CHALLENGE A:
Answer these questions using the excerpt on Hori's method:
(i) According to the excerpt, what kind of function is the Lie generating function W(q,p) actually?
(ii) With respect to which variables do Hori and other sources define the generating function?
(iii) What does the final line say W encodes?

SOURCE EXCERPT:
^^^^^^^^^^^^^^^^
Yes, it is (unless there is some typo I am missing).

With respect to which variables are the canonical equations with the generating function W defined in Hori's method? Hori himself (and other sources) defines the generating function with respect to the new variables ($(J^*,θ^*)$ in our case), although the explanation given above requires the relation with $W$ to be with the old variables.

What you (or the text) calls Lie generating function $W(q,p)$ is actually a Hamiltonian function. The idea is that a Hamiltonian function $W(q,p)$ gives rise to a Hamiltonian vector field $J\nabla\, W_{(q,p)}$ whose phase flow $(q_{\lambda}, p_{\lambda}) = \Phi^{\lambda}_{W}(q_0,p_0)$ is a symplectomorphism, i.e. it is a canonical change of variables from $(q_0,p_0)$ to $(q_{\lambda}, p_{\lambda})$ and vise versa!

So basically, this one parameter family of canonical transformations $(q_{\lambda}, p_{\lambda}) = \Phi^{\lambda}_{W}(q_0, p_0)$ can be written in terms of series as follows (I have paraphrased a bit the expansion: one can think of $q$ and $p$ as $n-$vectors, and $D_W(q)$ and $D_W(q)$ are simply applied to these vectors component-wise):

\begin{align} q_{\lambda} \,=\, \sum_{i=0}^{\infty} \frac{\lambda^n}{n!} [D^n_{W}(q)]\big(q_0, p_0\big)\\ p_{\lambda} \,=\, \sum_{i=0}^{\infty} \frac{\lambda^n}{n!} [D^n_{W}(p)]\big(q_0, p_0\big)\\ \end{align}

Analogously, since $(q_{\lambda}, p_{\lambda}) = \Phi^{\lambda}_{W}(q_0, p_0)$ is the phase flow of the Hamiltonian vector field generated by $W(q, p)$ the inverse canonical transformation is then $(q_0,p_0) = \Phi^{-\lambda}_{W}(q_{\lambda}, p_{\lambda})$ and can be expanded as

\begin{align} q_0 \,=\, \sum_{i=0}^{\infty} \frac{(-\lambda)^n}{n!} [D^n_{W}(q)]\big(q_{\lambda}, p_{\lambda}\big)\\ p_0 \,=\, \sum_{i=0}^{\infty} \frac{(-\lambda)^n}{n!} [D^n_{W}(p)]\big(q_{\lambda}, p_{\lambda}\big)\\ \end{align}

This is simply because $\Phi^{\lambda}_{W} \circ \Phi^{-\lambda}_{W} = \text{id}$ and $\Phi^{-\lambda}_{W} \circ \Phi^{\lambda}_{W} =\text{id}$.

Since it is more natural to pull back functions than to push them forward, it is easier to formulate the change of variables of some Hamiltonian $H$ as a canonical transformation from the new coordinates to the old. But as you can see, there is not much difference in the underlying philosophy of how you expand the canonical transformation and its inverse. Both of them are embedded in the same phase flow of some Hamiltonian $W$. What I am trying to say is that it is more convenient to know $H(q, p)$ and to know the canonical transformation $(q, p) = \Phi(Q, P)$, which immediately allows you to write the Hamiltonian in new coordinates:

$$h(Q, P) = H\big(\Phi(Q,P)\big)$$

I guess the moral of the story is that $W$ encodes both directions of the generated canonical transformation.
^^^^^^^^^^^^^^^^
(Pointing dataset records)
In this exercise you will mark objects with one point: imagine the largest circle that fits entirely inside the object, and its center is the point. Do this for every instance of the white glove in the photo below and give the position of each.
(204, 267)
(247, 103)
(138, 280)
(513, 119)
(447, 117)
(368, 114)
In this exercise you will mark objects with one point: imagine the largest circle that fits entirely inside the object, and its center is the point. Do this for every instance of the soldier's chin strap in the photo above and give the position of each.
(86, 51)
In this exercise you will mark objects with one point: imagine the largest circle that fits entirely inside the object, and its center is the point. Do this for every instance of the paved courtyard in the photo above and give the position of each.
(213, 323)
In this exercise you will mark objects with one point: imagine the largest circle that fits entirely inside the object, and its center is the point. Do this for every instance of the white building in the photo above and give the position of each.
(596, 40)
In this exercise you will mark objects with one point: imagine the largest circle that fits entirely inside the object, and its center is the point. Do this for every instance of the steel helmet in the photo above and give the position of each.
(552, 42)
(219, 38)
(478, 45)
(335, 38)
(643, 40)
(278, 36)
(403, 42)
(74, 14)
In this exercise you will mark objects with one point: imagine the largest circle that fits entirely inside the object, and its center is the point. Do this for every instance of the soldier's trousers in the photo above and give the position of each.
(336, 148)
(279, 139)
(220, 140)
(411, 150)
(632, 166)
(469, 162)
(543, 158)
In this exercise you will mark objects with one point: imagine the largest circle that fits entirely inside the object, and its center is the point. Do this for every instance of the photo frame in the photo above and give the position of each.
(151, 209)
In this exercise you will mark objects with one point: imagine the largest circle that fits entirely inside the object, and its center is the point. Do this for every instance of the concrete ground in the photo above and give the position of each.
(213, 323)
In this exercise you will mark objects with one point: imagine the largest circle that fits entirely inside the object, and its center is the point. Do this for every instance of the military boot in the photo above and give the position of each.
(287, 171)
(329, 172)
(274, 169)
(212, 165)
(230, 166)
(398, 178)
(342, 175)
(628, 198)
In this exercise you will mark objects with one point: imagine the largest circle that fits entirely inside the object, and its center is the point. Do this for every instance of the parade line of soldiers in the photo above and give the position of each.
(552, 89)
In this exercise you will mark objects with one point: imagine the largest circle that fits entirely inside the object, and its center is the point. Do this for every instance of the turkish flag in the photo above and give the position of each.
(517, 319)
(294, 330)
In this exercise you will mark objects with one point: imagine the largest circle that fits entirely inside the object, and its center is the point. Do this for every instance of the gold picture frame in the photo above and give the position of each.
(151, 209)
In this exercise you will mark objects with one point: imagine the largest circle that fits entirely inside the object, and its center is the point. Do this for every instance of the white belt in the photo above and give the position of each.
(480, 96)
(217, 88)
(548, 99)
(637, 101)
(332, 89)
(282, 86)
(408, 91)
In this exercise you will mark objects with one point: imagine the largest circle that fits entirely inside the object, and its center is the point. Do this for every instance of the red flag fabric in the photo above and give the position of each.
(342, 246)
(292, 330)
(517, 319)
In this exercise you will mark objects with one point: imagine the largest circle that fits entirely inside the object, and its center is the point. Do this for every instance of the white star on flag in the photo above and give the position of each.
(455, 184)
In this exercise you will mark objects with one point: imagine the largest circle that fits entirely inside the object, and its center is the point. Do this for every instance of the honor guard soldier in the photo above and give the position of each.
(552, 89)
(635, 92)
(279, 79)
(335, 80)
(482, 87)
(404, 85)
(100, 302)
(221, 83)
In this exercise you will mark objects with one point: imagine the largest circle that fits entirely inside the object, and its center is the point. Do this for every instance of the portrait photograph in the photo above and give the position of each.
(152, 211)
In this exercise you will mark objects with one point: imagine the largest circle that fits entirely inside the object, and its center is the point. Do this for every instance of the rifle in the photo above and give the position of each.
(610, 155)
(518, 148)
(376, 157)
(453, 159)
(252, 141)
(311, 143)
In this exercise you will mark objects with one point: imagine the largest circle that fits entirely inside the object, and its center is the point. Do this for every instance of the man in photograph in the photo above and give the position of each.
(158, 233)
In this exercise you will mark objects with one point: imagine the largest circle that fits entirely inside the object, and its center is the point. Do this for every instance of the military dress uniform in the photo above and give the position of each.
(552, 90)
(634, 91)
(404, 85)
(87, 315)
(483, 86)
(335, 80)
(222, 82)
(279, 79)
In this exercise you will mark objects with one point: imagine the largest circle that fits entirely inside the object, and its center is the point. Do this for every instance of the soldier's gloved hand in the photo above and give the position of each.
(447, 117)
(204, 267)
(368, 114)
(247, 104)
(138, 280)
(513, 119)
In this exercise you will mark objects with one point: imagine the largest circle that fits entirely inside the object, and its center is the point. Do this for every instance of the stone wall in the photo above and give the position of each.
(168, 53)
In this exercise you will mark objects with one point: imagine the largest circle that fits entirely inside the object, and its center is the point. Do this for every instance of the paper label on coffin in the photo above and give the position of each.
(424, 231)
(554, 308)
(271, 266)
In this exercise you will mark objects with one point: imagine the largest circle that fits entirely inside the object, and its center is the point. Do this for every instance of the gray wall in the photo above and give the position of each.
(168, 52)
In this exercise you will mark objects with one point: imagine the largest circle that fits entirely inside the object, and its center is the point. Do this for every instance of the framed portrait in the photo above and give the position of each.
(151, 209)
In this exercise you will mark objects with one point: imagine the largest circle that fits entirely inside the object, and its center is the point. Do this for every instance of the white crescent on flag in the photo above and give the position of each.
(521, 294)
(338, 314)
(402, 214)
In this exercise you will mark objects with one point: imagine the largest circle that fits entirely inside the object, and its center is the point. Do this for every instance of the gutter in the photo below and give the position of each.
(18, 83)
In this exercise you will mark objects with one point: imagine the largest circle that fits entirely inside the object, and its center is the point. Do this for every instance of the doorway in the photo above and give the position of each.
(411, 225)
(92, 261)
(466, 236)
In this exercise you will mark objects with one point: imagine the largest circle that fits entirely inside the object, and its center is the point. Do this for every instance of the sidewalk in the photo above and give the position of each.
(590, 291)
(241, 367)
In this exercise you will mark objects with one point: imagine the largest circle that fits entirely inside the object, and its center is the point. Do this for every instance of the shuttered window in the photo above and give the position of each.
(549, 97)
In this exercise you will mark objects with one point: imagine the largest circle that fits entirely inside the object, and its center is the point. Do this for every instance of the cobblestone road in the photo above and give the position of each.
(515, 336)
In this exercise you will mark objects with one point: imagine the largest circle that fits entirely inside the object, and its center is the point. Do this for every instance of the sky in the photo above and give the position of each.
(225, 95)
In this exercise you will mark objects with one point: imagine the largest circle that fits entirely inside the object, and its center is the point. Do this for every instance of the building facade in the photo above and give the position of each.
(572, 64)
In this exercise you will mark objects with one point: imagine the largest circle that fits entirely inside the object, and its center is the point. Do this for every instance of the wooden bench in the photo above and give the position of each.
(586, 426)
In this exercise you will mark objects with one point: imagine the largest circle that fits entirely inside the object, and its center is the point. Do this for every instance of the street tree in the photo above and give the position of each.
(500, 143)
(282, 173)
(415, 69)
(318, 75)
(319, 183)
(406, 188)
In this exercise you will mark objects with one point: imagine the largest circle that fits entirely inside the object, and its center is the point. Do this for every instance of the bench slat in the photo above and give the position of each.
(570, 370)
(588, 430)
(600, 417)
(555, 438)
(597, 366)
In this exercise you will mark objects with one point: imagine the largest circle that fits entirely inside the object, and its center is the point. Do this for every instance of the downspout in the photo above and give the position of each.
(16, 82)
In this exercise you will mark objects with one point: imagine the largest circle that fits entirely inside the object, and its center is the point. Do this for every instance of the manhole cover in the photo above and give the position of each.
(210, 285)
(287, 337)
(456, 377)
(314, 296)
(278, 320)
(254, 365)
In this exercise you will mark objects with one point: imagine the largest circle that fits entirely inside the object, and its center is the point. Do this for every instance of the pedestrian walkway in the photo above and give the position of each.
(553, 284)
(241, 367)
^^^^^^^^^^^^^^^^
CHALLENGE B: Pick out each line in the records that contains the string "photograph".

EXPECTED ANSWER A:
(i) A Hamiltonian function.
(ii) The new variables, (J*, θ*) in the case discussed.
(iii) Both directions of the generated canonical transformation.

EXPECTED ANSWER B:
In this exercise you will mark objects with one point: imagine the largest circle that fits entirely inside the object, and its center is the point. Do this for every instance of the portrait photograph in the photo above and give the position of each.
In this exercise you will mark objects with one point: imagine the largest circle that fits entirely inside the object, and its center is the point. Do this for every instance of the man in photograph in the photo above and give the position of each.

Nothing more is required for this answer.